YOUR ASSIGNMENT: A line belongs in the answer if it contains "window"; copy every such line from the entries below.

Saved entries
********************
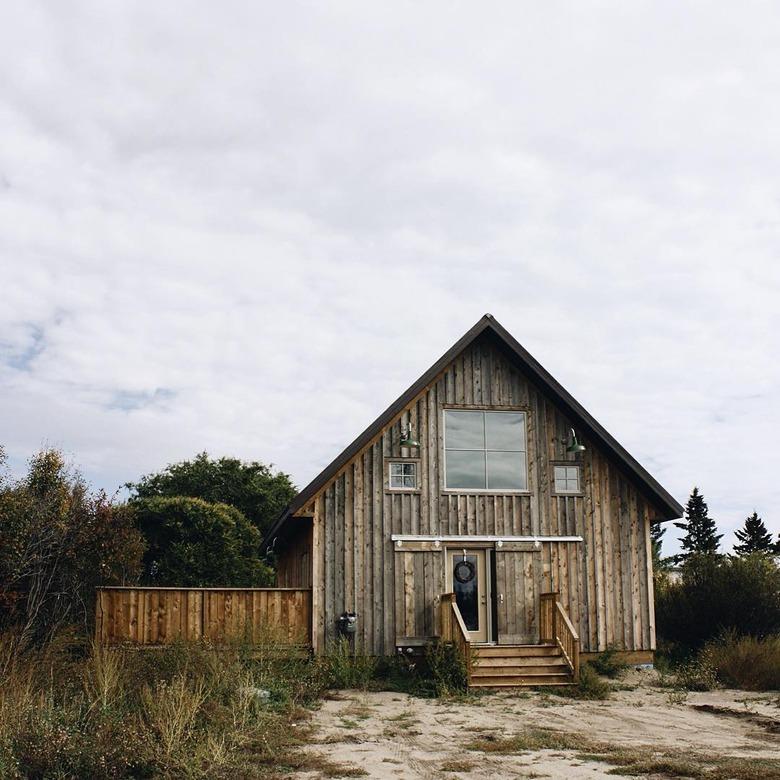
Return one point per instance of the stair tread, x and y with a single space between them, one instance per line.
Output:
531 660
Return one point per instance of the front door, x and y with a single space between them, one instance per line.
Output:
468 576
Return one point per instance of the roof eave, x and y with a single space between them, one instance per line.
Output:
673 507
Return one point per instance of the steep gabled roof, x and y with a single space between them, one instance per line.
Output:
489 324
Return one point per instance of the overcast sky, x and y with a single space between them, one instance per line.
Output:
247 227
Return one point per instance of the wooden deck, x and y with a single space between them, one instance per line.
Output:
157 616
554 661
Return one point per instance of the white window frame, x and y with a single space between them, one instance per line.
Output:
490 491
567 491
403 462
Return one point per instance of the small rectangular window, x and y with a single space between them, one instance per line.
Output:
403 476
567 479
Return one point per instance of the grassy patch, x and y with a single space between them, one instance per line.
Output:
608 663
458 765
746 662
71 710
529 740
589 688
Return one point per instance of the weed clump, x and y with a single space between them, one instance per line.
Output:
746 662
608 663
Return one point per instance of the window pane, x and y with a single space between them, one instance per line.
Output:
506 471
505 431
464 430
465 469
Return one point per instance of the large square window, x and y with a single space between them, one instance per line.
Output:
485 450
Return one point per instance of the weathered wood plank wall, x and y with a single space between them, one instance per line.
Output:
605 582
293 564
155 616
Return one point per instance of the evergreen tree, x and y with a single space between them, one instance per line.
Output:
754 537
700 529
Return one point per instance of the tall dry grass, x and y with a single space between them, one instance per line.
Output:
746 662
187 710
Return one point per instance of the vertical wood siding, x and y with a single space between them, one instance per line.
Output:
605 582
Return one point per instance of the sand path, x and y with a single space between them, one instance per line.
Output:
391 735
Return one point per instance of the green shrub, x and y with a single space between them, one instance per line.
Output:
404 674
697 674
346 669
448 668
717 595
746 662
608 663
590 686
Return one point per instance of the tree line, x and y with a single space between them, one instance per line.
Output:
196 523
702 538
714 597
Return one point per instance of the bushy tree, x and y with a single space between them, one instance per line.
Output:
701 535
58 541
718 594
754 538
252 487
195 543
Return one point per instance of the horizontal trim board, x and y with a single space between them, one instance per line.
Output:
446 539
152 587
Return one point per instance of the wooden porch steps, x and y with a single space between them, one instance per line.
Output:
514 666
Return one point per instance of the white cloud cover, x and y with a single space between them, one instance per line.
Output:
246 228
********************
ANSWER BOX:
Return one point per instance of the white window frame, x and y with a single space between them, one instance per line.
Return one point per instance of the small rectangular window, x and y with a single space between them, one instance per line.
Return one point per instance of the window pane, x and y with a single space between them, one instance per line.
Return one point per instance of the large square window, x and y with a single space between them, one instance per line.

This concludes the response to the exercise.